Exercise goal —
Check every line of the records below for the string "coordinates" and copy the ones that have it.

Supplied material —
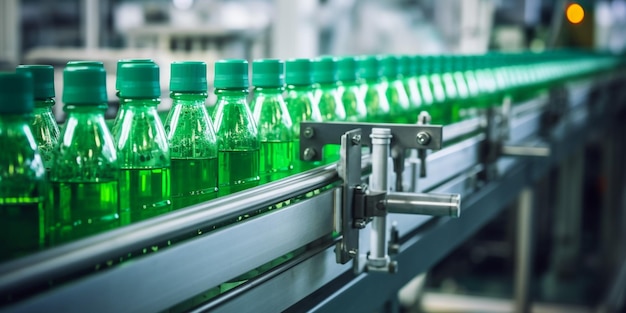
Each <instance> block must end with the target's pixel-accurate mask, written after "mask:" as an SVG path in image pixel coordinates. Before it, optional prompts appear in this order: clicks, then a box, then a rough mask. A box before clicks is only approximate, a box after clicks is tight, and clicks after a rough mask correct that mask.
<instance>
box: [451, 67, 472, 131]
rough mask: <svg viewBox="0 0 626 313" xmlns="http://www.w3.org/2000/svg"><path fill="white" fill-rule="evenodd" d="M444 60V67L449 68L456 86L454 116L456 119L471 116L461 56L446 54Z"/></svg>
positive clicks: (469, 116)
mask: <svg viewBox="0 0 626 313" xmlns="http://www.w3.org/2000/svg"><path fill="white" fill-rule="evenodd" d="M445 60H446V68H447V69H448V70H449V72H450V75H452V80H453V81H454V86H455V87H456V95H457V98H456V105H457V111H458V113H456V114H455V115H456V117H457V119H456V120H457V121H462V120H465V119H468V118H470V117H471V116H472V114H471V113H470V112H471V101H470V94H469V87H468V85H467V80H466V78H465V75H464V74H463V65H462V64H461V62H462V59H461V56H457V55H454V56H452V55H451V56H447V57H446V58H445Z"/></svg>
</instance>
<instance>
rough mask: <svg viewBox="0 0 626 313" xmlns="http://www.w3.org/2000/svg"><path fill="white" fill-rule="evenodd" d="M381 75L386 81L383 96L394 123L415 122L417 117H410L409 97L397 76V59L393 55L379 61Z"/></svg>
mask: <svg viewBox="0 0 626 313" xmlns="http://www.w3.org/2000/svg"><path fill="white" fill-rule="evenodd" d="M380 67H381V75H382V76H383V78H384V79H385V80H386V81H387V90H386V91H385V94H386V96H387V101H388V102H389V114H390V115H391V121H392V122H394V123H411V124H414V123H415V122H416V121H417V116H413V117H411V116H410V115H409V114H408V113H409V110H410V103H409V96H408V95H407V93H406V89H404V83H403V82H402V79H401V76H400V75H399V74H398V69H399V65H398V58H397V57H396V56H394V55H387V56H384V57H382V59H381V60H380Z"/></svg>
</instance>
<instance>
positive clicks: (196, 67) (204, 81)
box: [170, 61, 208, 92]
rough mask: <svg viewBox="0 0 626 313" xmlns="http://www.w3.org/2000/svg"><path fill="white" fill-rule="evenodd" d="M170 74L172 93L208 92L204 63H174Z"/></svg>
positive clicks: (190, 62) (205, 66)
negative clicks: (188, 92)
mask: <svg viewBox="0 0 626 313" xmlns="http://www.w3.org/2000/svg"><path fill="white" fill-rule="evenodd" d="M170 72H171V73H170V91H174V92H206V91H207V89H208V83H207V79H206V63H204V62H201V61H186V62H172V64H171V65H170Z"/></svg>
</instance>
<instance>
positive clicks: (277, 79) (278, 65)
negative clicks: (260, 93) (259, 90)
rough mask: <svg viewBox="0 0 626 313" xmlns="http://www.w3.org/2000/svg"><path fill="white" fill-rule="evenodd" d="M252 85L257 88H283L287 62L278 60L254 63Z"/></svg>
mask: <svg viewBox="0 0 626 313" xmlns="http://www.w3.org/2000/svg"><path fill="white" fill-rule="evenodd" d="M252 85H254V86H255V87H282V86H283V85H285V62H283V61H281V60H278V59H264V60H255V61H254V62H252Z"/></svg>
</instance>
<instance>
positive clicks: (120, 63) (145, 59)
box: [115, 59, 155, 91]
mask: <svg viewBox="0 0 626 313" xmlns="http://www.w3.org/2000/svg"><path fill="white" fill-rule="evenodd" d="M128 63H155V62H154V61H153V60H152V59H121V60H118V61H117V71H116V72H115V76H116V79H115V90H116V91H119V90H120V84H121V83H122V79H121V78H123V77H120V76H119V72H120V69H121V68H122V65H124V64H128Z"/></svg>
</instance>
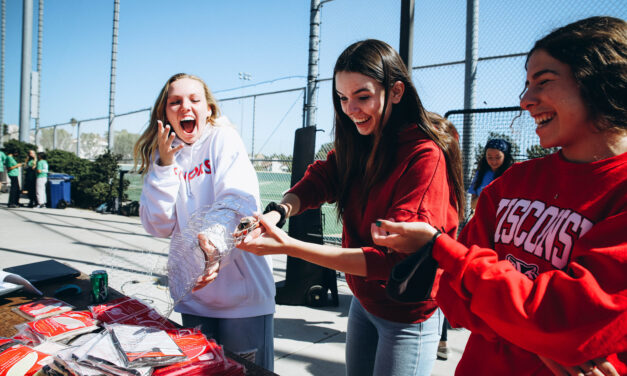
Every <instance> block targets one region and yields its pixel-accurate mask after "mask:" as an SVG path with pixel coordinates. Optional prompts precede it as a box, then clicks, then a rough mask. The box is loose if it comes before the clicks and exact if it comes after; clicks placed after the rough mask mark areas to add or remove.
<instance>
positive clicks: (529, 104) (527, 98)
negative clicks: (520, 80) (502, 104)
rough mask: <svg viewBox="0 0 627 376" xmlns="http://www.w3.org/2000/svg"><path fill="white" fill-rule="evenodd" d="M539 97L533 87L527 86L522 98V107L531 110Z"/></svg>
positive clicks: (521, 107) (520, 101)
mask: <svg viewBox="0 0 627 376" xmlns="http://www.w3.org/2000/svg"><path fill="white" fill-rule="evenodd" d="M537 101H538V100H537V97H536V94H535V91H534V90H533V89H532V88H529V87H528V88H527V89H526V90H525V92H524V93H523V96H522V97H521V98H520V107H521V108H522V109H523V110H529V109H530V108H531V107H532V106H533V105H535V104H536V103H537Z"/></svg>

Answer to the exercise —
Each <instance> block must end with the target's pixel-accurate mask, written after "mask:" as an SVG path in image pixel coordinates. Before it, optional prompts appear in this order: clicks, then a box, then a rough mask. A box before clicks is only approximate, a box after clicks is tight, and clicks after a rough mask correct that mask.
Every <instance> block targets one region and yields its pixel-accurate mask after "mask:" as an SVG path with pixel coordinates. Optional prompts precede it as a box, then clicks, then a rough mask. The box is loose if it comes before the clicks and exact if it comes after; clicks placed after the rough mask mark areas to add or remove.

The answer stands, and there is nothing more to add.